■ **Directions**:
Rewrite the stretch that begins with the line containing "Objective — one marker on every instance of the bracelet" and runs through the last of the lines below. Scale each x and y point coordinate by 1.65, rounding to whole numbers with halves going up, and leave every other word and number as it is.

Collected data
■ ■ ■ ■ ■
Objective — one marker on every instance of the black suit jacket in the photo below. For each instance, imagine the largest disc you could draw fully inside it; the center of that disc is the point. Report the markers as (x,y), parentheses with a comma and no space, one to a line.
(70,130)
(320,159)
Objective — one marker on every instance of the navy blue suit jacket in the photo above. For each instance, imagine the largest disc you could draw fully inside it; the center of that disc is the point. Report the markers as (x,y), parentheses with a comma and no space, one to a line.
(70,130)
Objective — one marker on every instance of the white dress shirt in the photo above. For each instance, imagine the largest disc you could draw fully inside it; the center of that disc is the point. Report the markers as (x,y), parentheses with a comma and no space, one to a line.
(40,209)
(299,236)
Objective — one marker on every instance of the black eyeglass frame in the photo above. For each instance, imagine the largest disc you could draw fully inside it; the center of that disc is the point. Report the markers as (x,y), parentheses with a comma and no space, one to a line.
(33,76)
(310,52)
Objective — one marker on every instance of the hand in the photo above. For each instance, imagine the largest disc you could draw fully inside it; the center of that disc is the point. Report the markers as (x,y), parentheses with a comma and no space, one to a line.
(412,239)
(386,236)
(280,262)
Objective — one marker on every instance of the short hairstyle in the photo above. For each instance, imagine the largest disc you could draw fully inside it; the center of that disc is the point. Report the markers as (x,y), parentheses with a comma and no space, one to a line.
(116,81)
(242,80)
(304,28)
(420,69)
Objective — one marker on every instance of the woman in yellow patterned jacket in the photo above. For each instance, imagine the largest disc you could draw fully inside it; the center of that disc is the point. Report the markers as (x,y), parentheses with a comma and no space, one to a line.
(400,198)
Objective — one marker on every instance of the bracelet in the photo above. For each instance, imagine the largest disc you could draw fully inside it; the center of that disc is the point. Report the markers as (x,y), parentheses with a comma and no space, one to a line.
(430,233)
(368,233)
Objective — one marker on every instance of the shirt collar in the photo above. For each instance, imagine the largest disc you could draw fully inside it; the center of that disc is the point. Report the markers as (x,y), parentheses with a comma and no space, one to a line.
■ ■ ■ ■ ■
■ **Written answer**:
Objective — one marker on every instance of the bracelet in the photo above. For each instance, imagine the largest disc you could draw fully inside it; the center of that disc is the point. Report the markers as (x,y), parentheses with a comma and no space, one to a line.
(710,384)
(607,384)
Objective — one marker on every instance of the shirt collar in the photo above. For each instance, imagine the largest disc you could draw fully inside it; the center of that disc is the point. Report the markers as (x,y), parentheses with a comma and no space, one to a line.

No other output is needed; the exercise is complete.